Bounding box annotation entries:
----

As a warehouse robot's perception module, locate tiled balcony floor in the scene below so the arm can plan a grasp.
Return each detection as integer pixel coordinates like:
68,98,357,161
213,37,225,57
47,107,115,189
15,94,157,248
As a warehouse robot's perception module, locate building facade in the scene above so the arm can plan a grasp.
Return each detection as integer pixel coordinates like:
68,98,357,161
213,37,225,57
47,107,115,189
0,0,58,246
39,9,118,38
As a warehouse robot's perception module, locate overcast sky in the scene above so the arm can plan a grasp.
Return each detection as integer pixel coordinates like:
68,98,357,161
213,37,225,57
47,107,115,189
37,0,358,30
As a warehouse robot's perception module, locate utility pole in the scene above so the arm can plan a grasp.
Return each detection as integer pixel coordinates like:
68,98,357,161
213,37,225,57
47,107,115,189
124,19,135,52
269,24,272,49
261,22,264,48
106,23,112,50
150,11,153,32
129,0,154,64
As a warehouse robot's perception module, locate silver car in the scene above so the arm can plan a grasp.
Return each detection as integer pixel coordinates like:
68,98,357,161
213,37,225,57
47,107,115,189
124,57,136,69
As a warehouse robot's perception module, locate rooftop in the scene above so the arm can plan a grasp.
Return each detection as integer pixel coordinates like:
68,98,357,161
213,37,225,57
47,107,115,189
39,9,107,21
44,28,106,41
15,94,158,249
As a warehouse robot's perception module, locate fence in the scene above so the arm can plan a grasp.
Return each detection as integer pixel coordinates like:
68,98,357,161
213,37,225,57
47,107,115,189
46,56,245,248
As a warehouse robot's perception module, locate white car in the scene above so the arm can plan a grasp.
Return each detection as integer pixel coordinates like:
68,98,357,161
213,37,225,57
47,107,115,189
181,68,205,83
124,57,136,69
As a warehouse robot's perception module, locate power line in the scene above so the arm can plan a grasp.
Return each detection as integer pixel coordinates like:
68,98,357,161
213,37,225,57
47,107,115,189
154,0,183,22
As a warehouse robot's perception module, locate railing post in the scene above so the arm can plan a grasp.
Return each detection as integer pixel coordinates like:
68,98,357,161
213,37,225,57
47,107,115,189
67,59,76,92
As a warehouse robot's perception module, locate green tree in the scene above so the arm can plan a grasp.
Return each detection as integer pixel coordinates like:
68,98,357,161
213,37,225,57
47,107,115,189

----

Task description: Convert every line of the entries above into a Markdown table with the columns "Row" and "Line," numbering each line in order and omitting blank lines.

The response:
| Row | Line |
|---|---|
| 1 | As a warehouse robot's perception module, locate tiled balcony floor in the scene below so the arm can plan a grasp. |
| 2 | Return each detection as integer pixel coordinates like: |
| 3 | 68,98,357,161 |
| 4 | 213,37,225,57 |
| 5 | 47,107,115,189 |
| 6 | 15,94,157,248 |
| 7 | As a warehouse robot's perception module, locate building facade in the scene above so the arm can plan a grasp. |
| 8 | Return each detection as integer pixel coordinates like: |
| 9 | 68,98,357,161 |
| 10 | 213,37,225,57 |
| 11 | 47,107,115,189 |
| 12 | 0,0,58,246 |
| 13 | 39,9,118,38 |
| 14 | As a warehouse robot's perception module, locate overcast sky in the scene above so the arm can plan a grasp. |
| 15 | Return each detection as integer pixel coordinates like: |
| 16 | 68,98,357,161 |
| 17 | 213,37,225,57 |
| 18 | 47,107,115,189 |
| 19 | 37,0,358,30 |
| 20 | As a warehouse robot's perception module, locate utility pole in the scene above so the arm can plan a grasp. |
| 21 | Return each detection as integer pixel coordinates like: |
| 22 | 68,98,357,161 |
| 23 | 213,37,225,57 |
| 24 | 47,107,115,189 |
| 25 | 124,19,135,52 |
| 26 | 269,24,272,49 |
| 27 | 261,22,264,48 |
| 28 | 106,23,112,50 |
| 29 | 150,11,153,32 |
| 30 | 129,0,154,64 |
| 31 | As a warehouse robot's perception module, locate silver car in the scene above so the arm can plan a grasp. |
| 32 | Return each detection as integer pixel coordinates like: |
| 33 | 68,98,357,161 |
| 34 | 213,37,225,57 |
| 35 | 47,107,115,189 |
| 36 | 124,57,136,69 |
| 37 | As a warehouse robot's perception module, locate rooftop in the scene above so the arm can plan a grasp. |
| 38 | Return each detection as integer pixel coordinates like: |
| 39 | 68,98,357,161 |
| 40 | 213,37,225,57 |
| 41 | 47,107,115,189 |
| 42 | 39,9,107,21 |
| 43 | 44,28,106,41 |
| 44 | 15,94,158,249 |
| 45 | As a warehouse robot's perception module, locate fence in the scene above so the arm can plan a grasp. |
| 46 | Return each detection as integer pixel coordinates like: |
| 47 | 68,98,357,161 |
| 48 | 213,37,225,57 |
| 49 | 47,107,115,189 |
| 50 | 46,56,245,248 |
| 51 | As a warehouse robot's perception module, locate white car in the scene above so the arm can plan a grasp. |
| 52 | Return each detection as integer pixel coordinates like: |
| 53 | 68,98,357,161 |
| 54 | 213,37,225,57 |
| 55 | 47,107,115,189 |
| 56 | 181,68,205,83 |
| 57 | 124,57,136,69 |
| 58 | As a warehouse robot's perception module, locate power line in the scene above so the arm can plan a grasp. |
| 59 | Return each detection as integer pixel coordinates like: |
| 60 | 68,98,357,161 |
| 61 | 213,37,225,57 |
| 62 | 47,107,115,189 |
| 63 | 154,0,183,22 |
| 64 | As a warehouse robot's perception module, locate railing post in the scene above so the arm can plan a grasp. |
| 65 | Return each detection as integer pixel coordinates like: |
| 66 | 68,98,357,161 |
| 67 | 213,37,225,57 |
| 68 | 47,107,115,189 |
| 69 | 67,59,76,92 |
| 70 | As a warehouse robot's perception module, locate green tree in the scene above so the arm can plan a grasp. |
| 71 | Return each detection as integer pixel coordinates like: |
| 72 | 68,98,357,161 |
| 73 | 213,37,225,57 |
| 74 | 47,107,115,189 |